## WORK TO BE COMPLETED
Write out the entries verbatim and leave the images out of the copy.

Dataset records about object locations
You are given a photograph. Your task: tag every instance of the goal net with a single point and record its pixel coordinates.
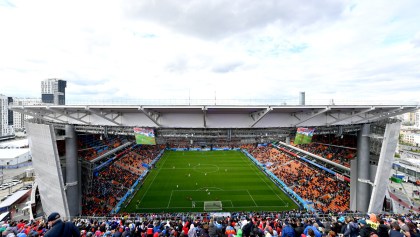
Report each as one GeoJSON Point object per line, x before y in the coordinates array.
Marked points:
{"type": "Point", "coordinates": [212, 206]}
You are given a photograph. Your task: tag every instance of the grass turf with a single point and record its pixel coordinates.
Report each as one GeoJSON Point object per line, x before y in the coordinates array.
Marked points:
{"type": "Point", "coordinates": [183, 179]}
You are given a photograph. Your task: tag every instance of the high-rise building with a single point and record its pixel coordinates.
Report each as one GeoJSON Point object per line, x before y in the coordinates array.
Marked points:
{"type": "Point", "coordinates": [6, 116]}
{"type": "Point", "coordinates": [54, 91]}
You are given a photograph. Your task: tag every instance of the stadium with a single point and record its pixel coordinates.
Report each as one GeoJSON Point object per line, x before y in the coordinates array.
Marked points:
{"type": "Point", "coordinates": [107, 160]}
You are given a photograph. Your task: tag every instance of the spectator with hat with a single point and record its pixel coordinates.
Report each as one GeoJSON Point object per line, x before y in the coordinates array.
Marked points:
{"type": "Point", "coordinates": [365, 229]}
{"type": "Point", "coordinates": [60, 228]}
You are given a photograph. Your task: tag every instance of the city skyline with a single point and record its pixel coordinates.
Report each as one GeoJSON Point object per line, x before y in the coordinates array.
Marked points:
{"type": "Point", "coordinates": [341, 50]}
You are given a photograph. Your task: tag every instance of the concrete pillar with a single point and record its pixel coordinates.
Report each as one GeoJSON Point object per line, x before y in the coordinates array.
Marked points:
{"type": "Point", "coordinates": [380, 186]}
{"type": "Point", "coordinates": [288, 140]}
{"type": "Point", "coordinates": [72, 189]}
{"type": "Point", "coordinates": [363, 189]}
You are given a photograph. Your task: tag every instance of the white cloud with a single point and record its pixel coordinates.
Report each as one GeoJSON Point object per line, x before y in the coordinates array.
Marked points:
{"type": "Point", "coordinates": [346, 50]}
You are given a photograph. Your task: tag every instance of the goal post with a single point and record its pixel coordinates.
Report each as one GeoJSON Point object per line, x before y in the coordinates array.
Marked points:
{"type": "Point", "coordinates": [212, 206]}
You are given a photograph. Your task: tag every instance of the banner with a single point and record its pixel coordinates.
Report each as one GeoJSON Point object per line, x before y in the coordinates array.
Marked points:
{"type": "Point", "coordinates": [304, 135]}
{"type": "Point", "coordinates": [145, 136]}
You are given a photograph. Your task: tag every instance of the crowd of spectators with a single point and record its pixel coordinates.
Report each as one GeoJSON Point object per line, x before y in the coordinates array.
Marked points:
{"type": "Point", "coordinates": [113, 182]}
{"type": "Point", "coordinates": [92, 146]}
{"type": "Point", "coordinates": [312, 184]}
{"type": "Point", "coordinates": [246, 224]}
{"type": "Point", "coordinates": [340, 155]}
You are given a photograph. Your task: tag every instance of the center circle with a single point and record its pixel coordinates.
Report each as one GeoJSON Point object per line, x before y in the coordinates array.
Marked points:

## SOLUTION FOR THIS PROBLEM
You are given a photograph. Your task: tag every instance of the goal net with a single point and record its pixel coordinates.
Report each as one GeoJSON Point object per line, x before y in the coordinates array.
Marked points:
{"type": "Point", "coordinates": [212, 206]}
You are given a photograph. Your task: tag every instance of the grass turf with a single point and record its pixel coordinates.
Report each as one GeoJSON Point object per line, x before y in the coordinates array.
Marked points:
{"type": "Point", "coordinates": [183, 179]}
You are given a photograph. Your task: tag every instance of the high-rise building with a single point and record its pixel coordinates.
Report each as one GeoJSON Point object per line, x before y in the coordinates array.
Marked points:
{"type": "Point", "coordinates": [6, 116]}
{"type": "Point", "coordinates": [54, 91]}
You are given a photograph. Your task: tag every instance of the stadium with a single point and record its pixel coordinates.
Report each as one GeoJSON Point object per line, x before y in the coordinates array.
Marked points:
{"type": "Point", "coordinates": [107, 160]}
You are given a photograph. Your task: tag every instance of the spectator with hat with a single point and record its pixel coordinates.
Report each as one GeoJSON Point object per line, x before y in the coordinates array.
Marked points:
{"type": "Point", "coordinates": [365, 229]}
{"type": "Point", "coordinates": [60, 228]}
You are given a photograph. Your task: tag every instance of the city skyline with a single point and record its pixel coordinates.
Report each as one GeoJSON Point object per line, x before y in the coordinates array.
Marked points:
{"type": "Point", "coordinates": [341, 50]}
You are given a photograph. Your task: tag every instance of the concrete pillar with a single point and record its pixel coordinates.
Report each as one GeoJSON Point object per line, x before y in the coordinates array.
Marked points:
{"type": "Point", "coordinates": [380, 186]}
{"type": "Point", "coordinates": [288, 140]}
{"type": "Point", "coordinates": [72, 189]}
{"type": "Point", "coordinates": [363, 189]}
You are given a photograph. Your task: tag every instance of the white cloud with a single point and record its pixel coordinates.
Report each as one GeoJSON Point object per line, x before y in the coordinates array.
Marked points:
{"type": "Point", "coordinates": [346, 50]}
You are given a photograph. Your task: tag every instance of the goal post with a single point and record its pixel coordinates.
Report each as one GeoJSON Point object per line, x before y in the coordinates array.
Marked points:
{"type": "Point", "coordinates": [212, 206]}
You are given a photograph. Your task: tag every instance of the banner with a single point and record its pixel coordinates.
Report each as one GeoJSON Point object per line, x before y in the coordinates array.
Marked points:
{"type": "Point", "coordinates": [304, 135]}
{"type": "Point", "coordinates": [145, 136]}
You are given a photograph. Your task: tag every instance of the crowd of spectators with a single point and record its pixel coordinates.
Report each as one GeoJSON Point object per line, x before y in the coordinates array.
Marked points:
{"type": "Point", "coordinates": [113, 182]}
{"type": "Point", "coordinates": [92, 146]}
{"type": "Point", "coordinates": [312, 184]}
{"type": "Point", "coordinates": [246, 224]}
{"type": "Point", "coordinates": [340, 155]}
You are given a photograph. Your task: tag every instance of the center circle with a single point and record its pixel coordinates.
Report each as one GeoJSON Point object per line, x before y in the coordinates array.
Marked points:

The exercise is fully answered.